:: 本文 ::
..............................

任期満了に伴う三原市長選挙が21日告示されます。
これまでに現職と新人2人が立候補を表明していますが、選挙を前に早くも前哨戦が繰り広げられています。
瀬戸内海から中山間部まで自然豊かな三原市。
今、この町でも人口減少という課題に直面している。
今年6月末時点の三原市の人口はおよそ8万7300人。
4年前の同じ時期と比べると5000人以上減少している。
特に深刻なのが中山間地域だ。
大和町では町唯一のスーパーが7か月前に営業を終了するなど、住民の生活を脅かす事態に直面。
歯止めのかからない課題を前に、市長選を間近に控えた今、立候補予定者たちの前哨戦が繰り広げられている。
【現職・岡田吉弘氏】
「おはようございます」
通勤時間帯、行き交う車に手を振るのは現職の岡田吉弘氏(39)。
コロナ禍真っただ中の4年前の選挙で初当選した岡田氏。
一期目では特に「子育て支援」に力を入れてきた。
【現職・岡田吉弘氏】
「三原は子育てがしやすいなと実感してもらえるような街づくりを進めたいという思いのなかで、そうした施策を進めています」
三原市では今年度から第二子以降の保育費と給食費を無償化する事業をスタート。
他にも18歳までの子ども・保護者がいつでも利用できる施設を設置するなど、子育て世帯に優しい環境づくりを進めてきた。
また、岡田氏は人口減少を食い止めようと企業誘致にも積極的に取り組んできた。
去年秋、本郷町にある本郷産業団地の全区画を大手IT企業の関連会社に売却。
投資額はおよそ1000億円にのぼり、県内最大規模のデータセンターが建設される計画だ。
【現職・岡田吉弘氏】
「三原が元気になっていくためには産業・経済が元気でなければならない。2期目はしっかりと経済が活発化していくような政策を進めたいと思っている」
一方、「今の市政は市民に寄り添っていない」と待ったをかけるのは、三原市議を2期務めた新人の田中裕規氏(64)だ。
【新人・田中裕規氏】
「もっと地域に寄り添う地域の問題を解決する市政に変えていかなければなりません」
田中氏が最も深刻だと捉えているのが、本郷町にある民間の産業廃棄物最終処分場をめぐる問題だ。
汚染された水が水路などに流れ込む状況に対し、現市政は地元住民の声を全く聞いていないと田中氏は批判する。
【新人・田中裕規氏】
「今の市政は何ら手を打つことなく地域住民に寄り添わない県にべったりな状態」

..............................

:: 練習問題 ::
1: 三原市長選挙の記事に出てくる市・町・海の名前を、出てくる順にすべて書き出してください。
2: 三原市長選挙の記事の最後の文のあとに、続きの文章を書いてください。

:: データ抜粋 ::
..............................

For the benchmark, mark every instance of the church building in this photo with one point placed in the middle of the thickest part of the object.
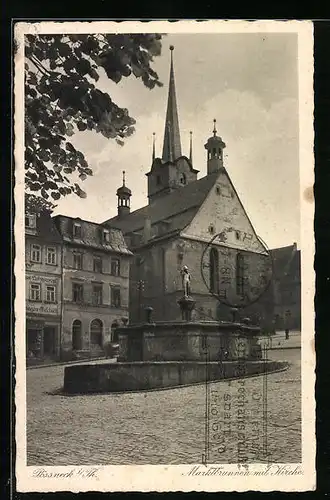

..............................

:: 解答例 ::
1: 三原市、瀬戸内海、大和町、本郷町

2:
さらに今年3月に佐木島住民への高速船の運賃助成が終了したことや中山間地域への支援が進んでいないことから、一部の市民が置き去りにされていると訴える。
市民の声を隅々まで拾い上げ、生活基盤を整えながら街の賑わい再生に繋げていきたいと田中氏は訴える。
【新人・田中裕規氏】
「どうかみなさん一緒に三原再生!活力を作りだし躍動する街へ変えていきましょう!」
集会で支援を訴えるのは、かつて三原市教育員会の教育長を務めた新人の計田春樹氏(69)だ。
【新人・計田春樹氏】
「声を聞いて、目で確かめて行動に移す。これが市民に寄り添った政治」
今年4月以降に始めた集会は30回以上、市内に住む2万世帯以上に足を運び、街の課題に耳を傾けてきた。
計田氏は、本郷産業団地に進出する予定のIT企業の雇用の数に疑問を投げかける。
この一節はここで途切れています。